--- Selected text ---

This Family Grows 90% of Their Food on 2.3 Acres

In southern Ontario, a family of four turned a basic lawn into a mini farm using permaculture. Three years in, they harvest almost everything they eat—most of it right from the front yard.
The Front Yard That Feeds a Family
Their place looks like a regular home from the street until the front yard pulls you in—rows of greens, flowers, fruit trees, and trellises buzzing with life. The goal is simple: grow nearly all their food, and do it in a way that keeps the land healthy.

They lean on biodiversity instead of chemicals. Beds are messy in the best way—leafy, layered, and full of life so pests stay confused and the soil stays rich. It’s gardening with nature, not against it.

The Problem That Almost Stopped Everything
When they moved in, the property was a soggy mess. Parts of the forest were suffocating, and standing water pooled in all the wrong places.

They fixed it the hard way: by hand. Shovels, wheelbarrows, and a simple, smart drainage layout moved the water where it wanted to go and brought the ground back to life.

--- Supplied material ---

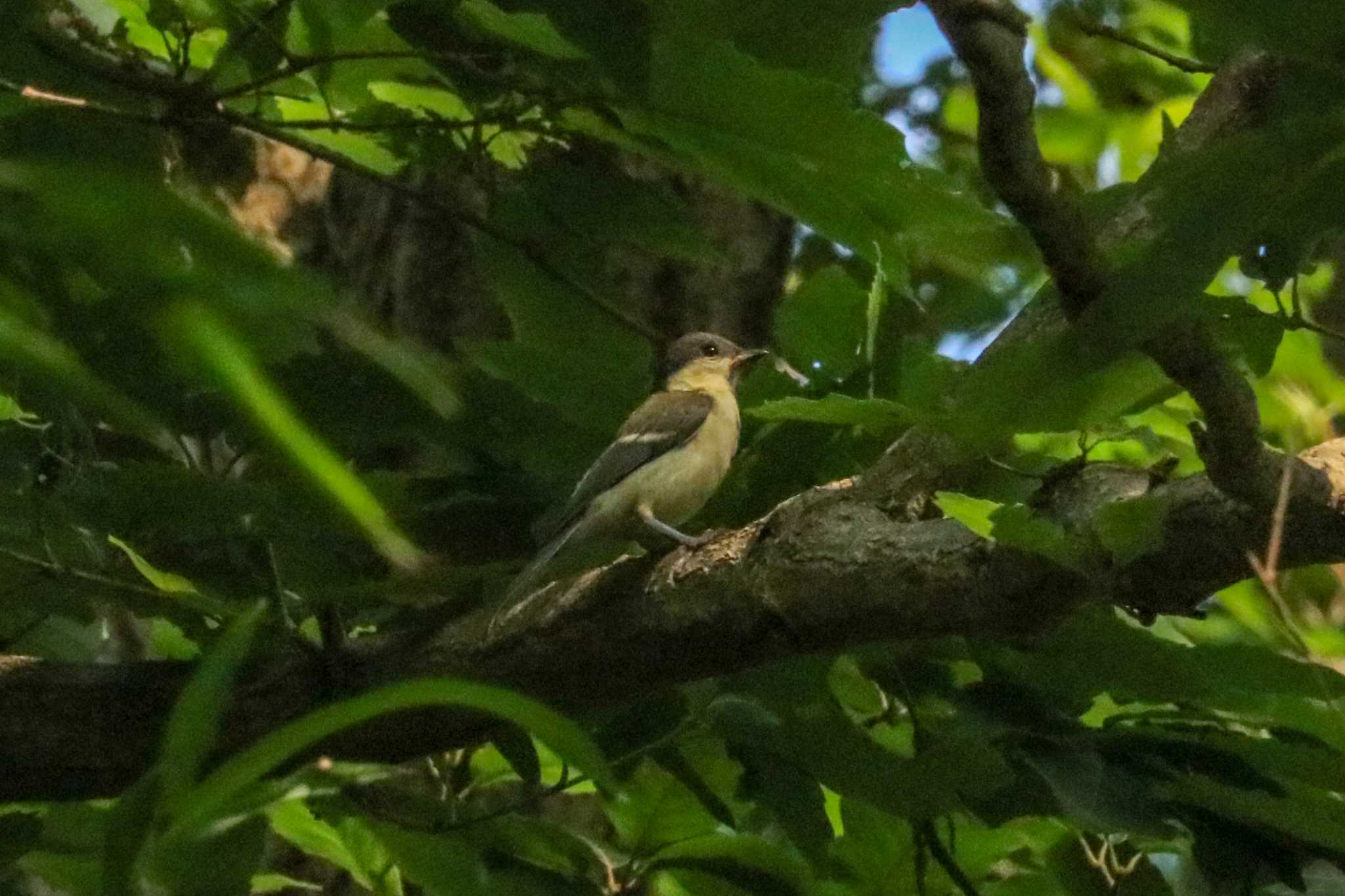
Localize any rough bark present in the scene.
[0,0,1345,800]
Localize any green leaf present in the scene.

---

> [Directive 1]: According to the article on the family mini farm, what do the family rely on instead of chemicals?
> [Directive 2]: From the article on the family mini farm, set down the passage starting with "The Front Yard That" and going on through "the land healthy.".
> [Directive 3]: List every thing the article on the family mini farm names as growing or standing in the front yard.

> [Result 1]: Biodiversity.

> [Result 2]:
The Front Yard That Feeds a Family
Their place looks like a regular home from the street until the front yard pulls you in—rows of greens, flowers, fruit trees, and trellises buzzing with life. The goal is simple: grow nearly all their food, and do it in a way that keeps the land healthy.

> [Result 3]: Rows of greens, flowers, fruit trees, trellises